-- START Exercise material --

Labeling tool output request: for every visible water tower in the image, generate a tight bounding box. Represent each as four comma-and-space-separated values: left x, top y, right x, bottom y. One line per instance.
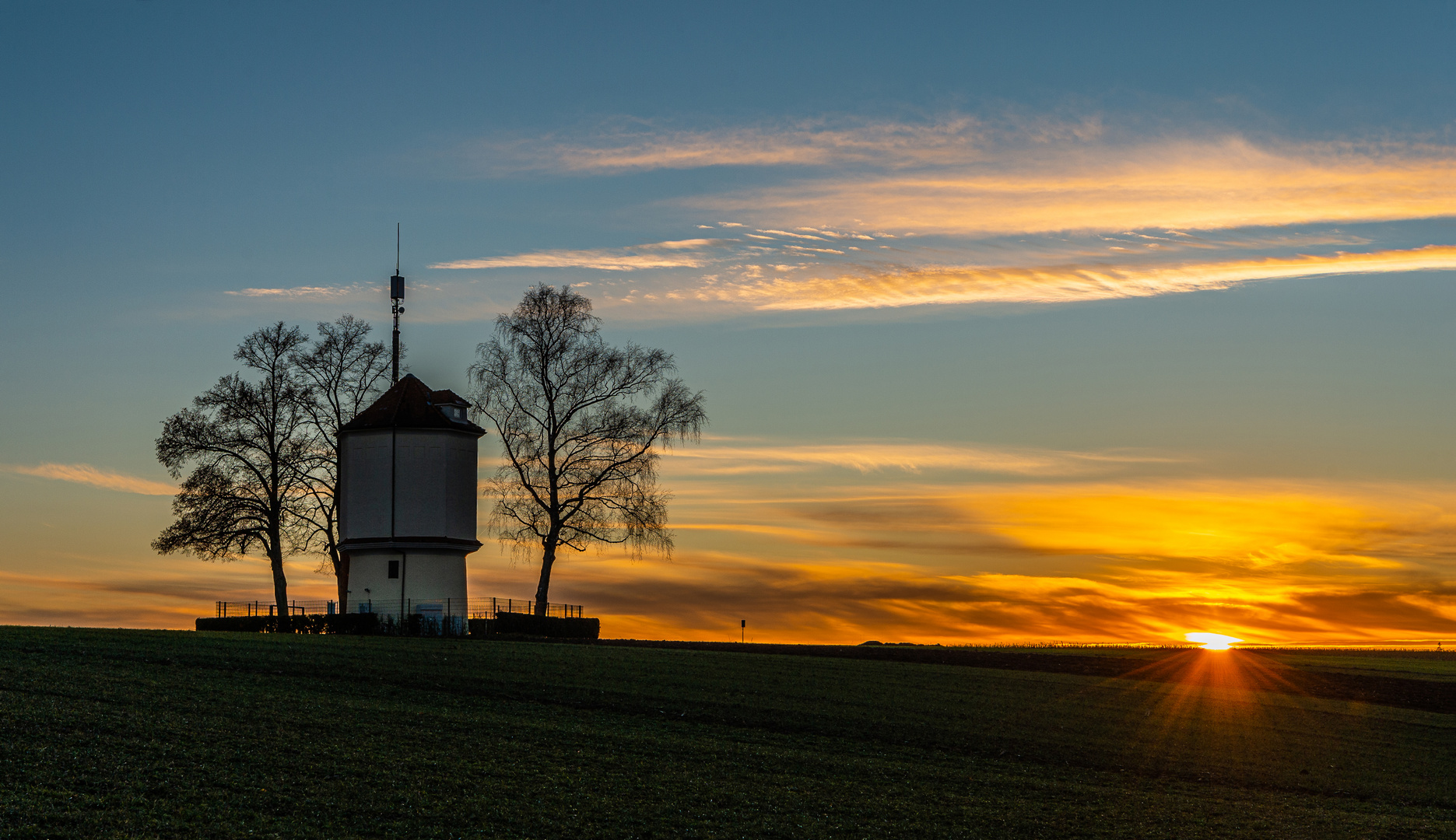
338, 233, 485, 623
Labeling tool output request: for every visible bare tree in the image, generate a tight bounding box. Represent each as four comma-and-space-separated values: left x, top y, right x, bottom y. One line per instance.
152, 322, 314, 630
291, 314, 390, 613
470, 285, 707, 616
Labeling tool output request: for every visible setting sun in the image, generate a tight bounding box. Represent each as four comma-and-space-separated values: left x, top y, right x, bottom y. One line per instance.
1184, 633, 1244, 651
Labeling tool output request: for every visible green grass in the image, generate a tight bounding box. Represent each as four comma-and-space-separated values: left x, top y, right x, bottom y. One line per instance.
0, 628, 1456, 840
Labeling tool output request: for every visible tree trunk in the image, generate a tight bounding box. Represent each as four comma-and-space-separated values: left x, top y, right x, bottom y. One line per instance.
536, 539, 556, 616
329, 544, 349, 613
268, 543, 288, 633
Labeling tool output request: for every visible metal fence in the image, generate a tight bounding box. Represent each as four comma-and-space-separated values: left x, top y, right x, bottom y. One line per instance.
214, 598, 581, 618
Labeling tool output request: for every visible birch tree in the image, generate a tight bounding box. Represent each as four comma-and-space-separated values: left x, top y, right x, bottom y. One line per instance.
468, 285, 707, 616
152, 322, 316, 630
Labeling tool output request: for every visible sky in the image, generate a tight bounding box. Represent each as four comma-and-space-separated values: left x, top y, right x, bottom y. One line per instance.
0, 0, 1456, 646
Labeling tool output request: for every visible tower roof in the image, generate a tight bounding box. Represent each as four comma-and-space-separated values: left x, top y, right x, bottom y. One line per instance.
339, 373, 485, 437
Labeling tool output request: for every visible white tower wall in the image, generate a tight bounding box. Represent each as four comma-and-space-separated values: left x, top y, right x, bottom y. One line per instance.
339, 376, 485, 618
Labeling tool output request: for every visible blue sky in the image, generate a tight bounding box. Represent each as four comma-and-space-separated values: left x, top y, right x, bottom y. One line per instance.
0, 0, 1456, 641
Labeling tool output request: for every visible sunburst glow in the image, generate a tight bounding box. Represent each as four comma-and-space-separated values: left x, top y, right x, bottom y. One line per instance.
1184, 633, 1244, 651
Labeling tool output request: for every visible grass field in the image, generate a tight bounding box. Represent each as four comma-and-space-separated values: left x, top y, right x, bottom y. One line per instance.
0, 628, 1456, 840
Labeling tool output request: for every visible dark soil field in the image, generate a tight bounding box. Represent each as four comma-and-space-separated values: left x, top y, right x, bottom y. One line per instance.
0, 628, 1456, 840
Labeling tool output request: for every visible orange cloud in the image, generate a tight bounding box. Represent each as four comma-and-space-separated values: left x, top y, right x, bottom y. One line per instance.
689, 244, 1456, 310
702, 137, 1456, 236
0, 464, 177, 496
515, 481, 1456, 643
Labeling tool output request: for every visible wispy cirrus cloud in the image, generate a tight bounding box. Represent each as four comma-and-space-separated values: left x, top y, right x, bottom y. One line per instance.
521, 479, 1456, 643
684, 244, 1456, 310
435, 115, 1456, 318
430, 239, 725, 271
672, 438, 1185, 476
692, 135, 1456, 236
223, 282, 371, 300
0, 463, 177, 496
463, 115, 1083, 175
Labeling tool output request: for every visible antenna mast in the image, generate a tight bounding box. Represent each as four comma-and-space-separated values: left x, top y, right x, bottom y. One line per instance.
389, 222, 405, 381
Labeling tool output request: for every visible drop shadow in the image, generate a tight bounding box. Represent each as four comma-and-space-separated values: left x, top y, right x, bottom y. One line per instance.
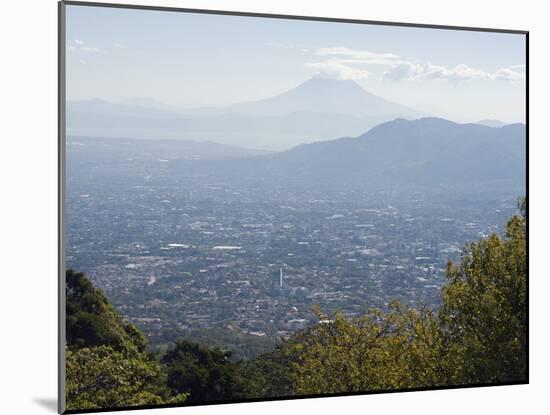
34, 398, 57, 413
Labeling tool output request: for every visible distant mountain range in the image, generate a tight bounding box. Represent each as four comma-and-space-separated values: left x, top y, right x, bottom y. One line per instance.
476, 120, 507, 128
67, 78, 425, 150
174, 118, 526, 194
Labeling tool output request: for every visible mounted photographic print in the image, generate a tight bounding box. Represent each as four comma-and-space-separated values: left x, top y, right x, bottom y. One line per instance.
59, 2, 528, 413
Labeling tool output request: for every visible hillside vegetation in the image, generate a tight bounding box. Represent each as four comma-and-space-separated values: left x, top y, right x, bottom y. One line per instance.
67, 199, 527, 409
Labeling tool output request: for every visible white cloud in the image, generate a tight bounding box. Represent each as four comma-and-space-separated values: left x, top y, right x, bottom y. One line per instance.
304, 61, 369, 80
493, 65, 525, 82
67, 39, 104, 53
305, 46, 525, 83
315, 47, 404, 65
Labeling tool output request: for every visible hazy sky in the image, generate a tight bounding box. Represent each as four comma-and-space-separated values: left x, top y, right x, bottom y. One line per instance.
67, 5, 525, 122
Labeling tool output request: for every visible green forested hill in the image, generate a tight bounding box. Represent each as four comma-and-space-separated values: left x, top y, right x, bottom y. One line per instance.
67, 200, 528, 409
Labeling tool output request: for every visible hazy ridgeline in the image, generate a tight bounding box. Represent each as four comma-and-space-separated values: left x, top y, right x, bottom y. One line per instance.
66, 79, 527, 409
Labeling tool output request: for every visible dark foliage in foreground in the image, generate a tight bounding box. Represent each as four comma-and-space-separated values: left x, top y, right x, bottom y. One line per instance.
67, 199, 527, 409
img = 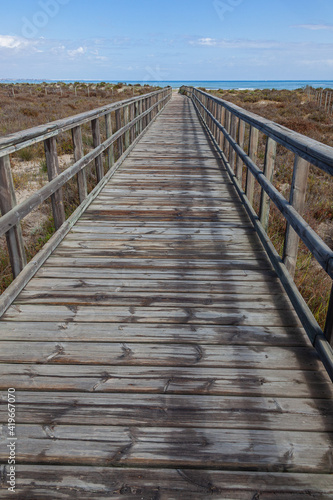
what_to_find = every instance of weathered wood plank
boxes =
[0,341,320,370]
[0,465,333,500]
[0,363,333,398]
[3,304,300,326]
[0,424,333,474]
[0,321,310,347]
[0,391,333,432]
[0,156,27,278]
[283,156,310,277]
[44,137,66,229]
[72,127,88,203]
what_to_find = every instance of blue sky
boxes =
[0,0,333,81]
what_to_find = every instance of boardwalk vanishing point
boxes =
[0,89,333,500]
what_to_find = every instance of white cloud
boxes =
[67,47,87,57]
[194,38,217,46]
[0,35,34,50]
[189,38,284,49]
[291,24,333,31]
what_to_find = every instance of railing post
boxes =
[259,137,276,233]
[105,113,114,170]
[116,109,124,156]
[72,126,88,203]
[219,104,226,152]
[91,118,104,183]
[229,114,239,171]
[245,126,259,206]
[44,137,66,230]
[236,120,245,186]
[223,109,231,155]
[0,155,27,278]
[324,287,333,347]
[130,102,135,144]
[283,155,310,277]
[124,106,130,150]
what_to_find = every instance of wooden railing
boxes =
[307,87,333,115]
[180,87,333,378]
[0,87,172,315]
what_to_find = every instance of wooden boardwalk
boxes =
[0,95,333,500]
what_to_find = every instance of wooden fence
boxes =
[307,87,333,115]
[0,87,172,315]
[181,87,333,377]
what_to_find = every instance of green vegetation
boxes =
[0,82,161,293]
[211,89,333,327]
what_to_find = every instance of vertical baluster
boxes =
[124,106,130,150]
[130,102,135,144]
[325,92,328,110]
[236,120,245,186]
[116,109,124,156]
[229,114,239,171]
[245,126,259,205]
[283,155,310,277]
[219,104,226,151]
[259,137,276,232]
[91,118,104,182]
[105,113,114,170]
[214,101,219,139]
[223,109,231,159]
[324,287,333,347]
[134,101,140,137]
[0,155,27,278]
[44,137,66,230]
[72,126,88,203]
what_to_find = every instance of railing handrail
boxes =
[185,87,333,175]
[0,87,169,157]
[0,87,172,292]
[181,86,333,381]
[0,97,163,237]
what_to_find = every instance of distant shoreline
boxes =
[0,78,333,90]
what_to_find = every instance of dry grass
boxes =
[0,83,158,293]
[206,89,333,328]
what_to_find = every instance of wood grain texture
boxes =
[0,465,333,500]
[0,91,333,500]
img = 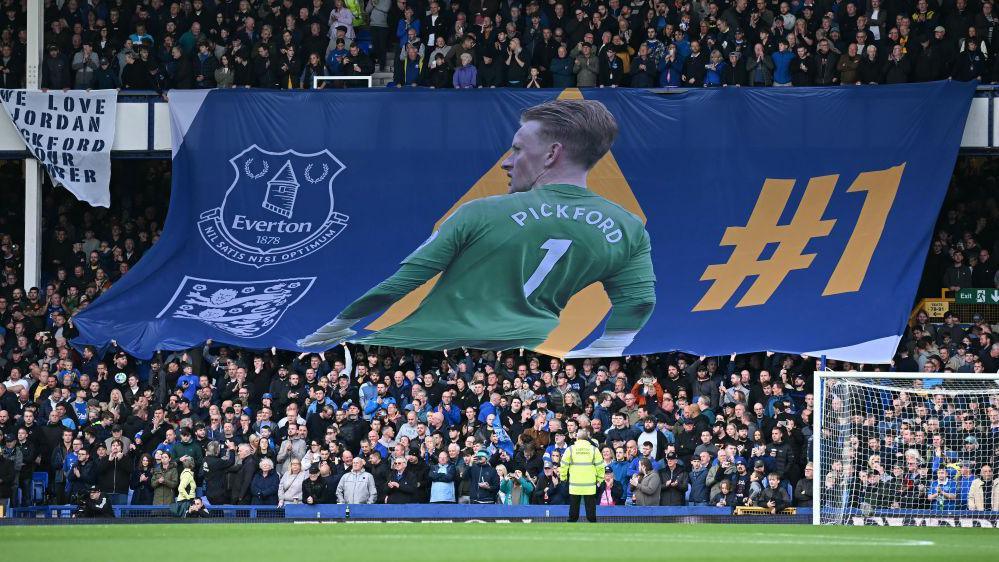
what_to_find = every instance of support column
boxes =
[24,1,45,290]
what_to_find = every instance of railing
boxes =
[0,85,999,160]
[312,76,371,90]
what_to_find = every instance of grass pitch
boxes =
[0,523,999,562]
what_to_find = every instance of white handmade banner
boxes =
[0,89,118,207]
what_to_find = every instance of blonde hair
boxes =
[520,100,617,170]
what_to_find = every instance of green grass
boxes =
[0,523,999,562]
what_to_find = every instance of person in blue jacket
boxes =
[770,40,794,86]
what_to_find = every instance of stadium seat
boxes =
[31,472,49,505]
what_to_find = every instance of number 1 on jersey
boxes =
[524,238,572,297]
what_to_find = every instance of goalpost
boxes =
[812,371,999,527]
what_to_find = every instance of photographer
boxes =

-- END Exercise material --

Write out only the final block of lines, starting at the line with "what_to_find = every instance of grass pitch" and running to the end of the material.

Full answer:
what_to_find = every instance of grass pitch
boxes =
[0,523,999,562]
what_to_find = every instance of white handmade banner
boxes =
[0,89,118,207]
what_to_find = every instance of blonde hair
boxes =
[520,100,617,170]
what_to_find = every instance of green grass
boxes =
[0,523,999,562]
what_to_find = every instance of person in blue jacket
boxes =
[770,40,794,86]
what_to_find = every instance of stadium seat
boxes =
[31,472,49,505]
what_to_find = every instance of number 1 on jersey
boxes =
[524,238,572,297]
what_to_find = every instance of goalpost
boxes =
[812,371,999,527]
what_to_find = every instance of photographer
boxes =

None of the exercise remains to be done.